Items from a dataset:
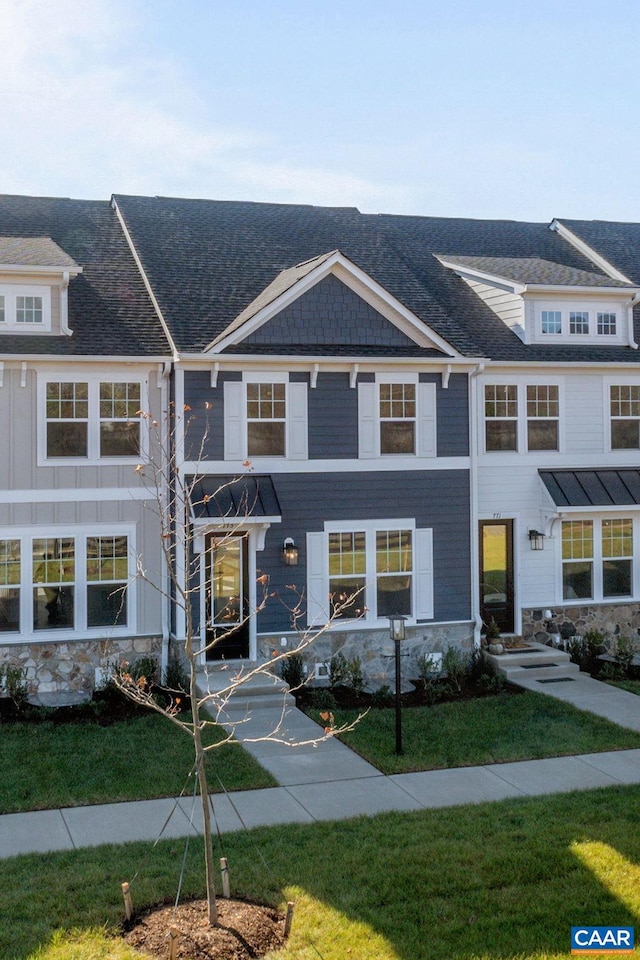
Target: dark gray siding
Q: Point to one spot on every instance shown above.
(453, 413)
(333, 418)
(436, 499)
(330, 313)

WHAT TO WORK ON: Exclude the pictures, then retype every record exactly.

SOLUTION TO THIS TASK:
Target: dark gray siding
Q: Point to one spot on every instance shown above.
(453, 413)
(333, 418)
(436, 499)
(330, 313)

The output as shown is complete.